---------- Teks Bacaan
REMBANG, suararembang.com - Penyelenggaraan ibadah haji 2024 meninggalkan perdebatan besar yang kini ramai dibahas publik.
Polemik ini mencuat setelah dugaan penyimpangan dalam pengelolaan kuota haji oleh Kementerian Agama (Kemenag) di bawah Menteri Yaqut Cholil Qoumas.
Baca Juga: Polemik Kuota Haji 2024: Anwar Abbas Ingatkan Kepadatan Mina, Kasus Yaqut Perlu Dilihat Lebih Adil
Isu tersebut bahkan berujung pada pembentukan Panitia Khusus (Pansus) Hak Angket Haji oleh DPR RI.
Masalah bermula ketika Indonesia memperoleh tambahan 20.000 kuota haji dari Arab Saudi pada Oktober 2023. Sesuai kesepakatan Komisi VIII DPR dan Kemenag pada 27 November 2023, total kuota haji 2024 ditetapkan sebanyak 241.000.
Angka ini terbagi atas 221.720 jemaah haji reguler dan 19.280 haji khusus, mengikuti amanat Undang-Undang Nomor 8 Tahun 2019.
Baca Juga: Praktisi Hukum Ungkap Celah Hukum di Balik Pembagian Kuota Haji 2024
Namun, publik dikejutkan dengan keputusan Kemenag yang membagi kuota tambahan menjadi 50:50. Sebanyak 10.000 dialokasikan untuk haji reguler dan 10.000 untuk haji khusus. Perubahan ini dianggap menyimpang dari ketentuan awal dan memicu polemik hingga ranah hukum.
--------------------
■ Tugas Anda:
a. Sebutkan setiap angka jumlah kuota haji dalam teks tentang polemik kuota haji 2024, masing-masing dengan peruntukannya.
b. Tulis kelanjutan teks tentang polemik kuota haji 2024, mulai setelah kalimat terakhirnya.
Materi berikut tidak digunakan sama sekali dalam pengerjaan.
---------- Cuplikan Data
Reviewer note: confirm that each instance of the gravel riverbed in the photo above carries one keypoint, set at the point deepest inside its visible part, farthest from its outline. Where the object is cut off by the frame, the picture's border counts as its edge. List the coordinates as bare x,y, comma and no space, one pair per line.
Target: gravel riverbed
--------------------
■ Jawaban:
a.
- 20.000: kuota tambahan dari Arab Saudi pada Oktober 2023
- 241.000: total kuota haji 2024
- 221.720: jemaah haji reguler
- 19.280: haji khusus
- 10.000: kuota tambahan untuk haji reguler
- 10.000: kuota tambahan untuk haji khusus

b.
Situasi semakin rumit ketika ditemukan perbedaan antara Keputusan Presiden (Keppres) Nomor 6 Tahun 2024 dan Keputusan Dirjen PHU Nomor 118 Tahun 2024.
Ketidaksinkronan tersebut menimbulkan pertanyaan serius: apakah Kemenag melanggar konstitusi, atau sekadar menjalankan diskresi administratif?
Menurut Dirjen PHU Hilman Latief, kebijakan ini terkait aturan baru dari Arab Saudi yang menerapkan sistem zonasi di Mina. Kuota tambahan tak bisa ditempatkan di zona reguler karena keterbatasan tempat.
Karena itu, sebagian dialihkan ke zona dengan biaya tinggi yang hanya mampu ditanggung jemaah haji khusus.
Meski mendapat kritik, data menunjukkan Kemenag berhasil mencatat capaian penting. Hingga hari ke-44, jumlah jemaah Indonesia yang meninggal hanya 276 orang, jauh menurun dibandingkan 773 kasus pada 2023. Ini menjadi rekor terendah sejak 2015.
Secara hukum, kewenangan Menteri Agama memungkinkan diskresi saat aturan yang ada tidak cukup jelas. SK Dirjen berfungsi sebagai pedoman teknis yang melengkapi Keppres, tanpa mengubah substansinya. Karena itu, sulit menyimpulkan bahwa Kemenag melanggar konstitusi.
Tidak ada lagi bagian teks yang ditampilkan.